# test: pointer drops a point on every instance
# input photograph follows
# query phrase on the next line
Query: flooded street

..............................

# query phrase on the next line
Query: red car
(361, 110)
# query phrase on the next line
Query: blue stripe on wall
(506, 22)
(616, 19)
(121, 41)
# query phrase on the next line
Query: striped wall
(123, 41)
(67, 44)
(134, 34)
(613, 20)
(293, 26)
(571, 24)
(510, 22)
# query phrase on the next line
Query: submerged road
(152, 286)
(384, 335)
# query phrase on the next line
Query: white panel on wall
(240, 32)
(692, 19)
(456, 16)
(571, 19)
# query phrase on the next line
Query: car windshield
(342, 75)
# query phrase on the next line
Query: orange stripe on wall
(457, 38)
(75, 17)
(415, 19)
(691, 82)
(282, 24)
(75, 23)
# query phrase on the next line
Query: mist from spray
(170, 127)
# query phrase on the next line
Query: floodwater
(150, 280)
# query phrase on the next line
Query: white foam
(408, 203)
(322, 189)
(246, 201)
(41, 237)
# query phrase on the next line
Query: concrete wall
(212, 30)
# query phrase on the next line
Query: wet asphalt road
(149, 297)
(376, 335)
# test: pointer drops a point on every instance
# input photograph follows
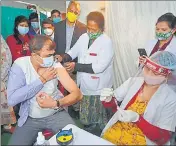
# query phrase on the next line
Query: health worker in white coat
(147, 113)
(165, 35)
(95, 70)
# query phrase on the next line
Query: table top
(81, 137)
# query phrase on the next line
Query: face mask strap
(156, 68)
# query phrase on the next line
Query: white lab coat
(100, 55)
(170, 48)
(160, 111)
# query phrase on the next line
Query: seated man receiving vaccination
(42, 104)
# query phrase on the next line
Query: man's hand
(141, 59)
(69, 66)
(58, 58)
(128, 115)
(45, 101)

..............................

Please pick out and copy every line of the listing above that contains the string "wall". Case counts.

Query: blue stripe on wall
Query: striped wall
Query: white panel on wall
Query: orange stripe on wall
Query: concrete wall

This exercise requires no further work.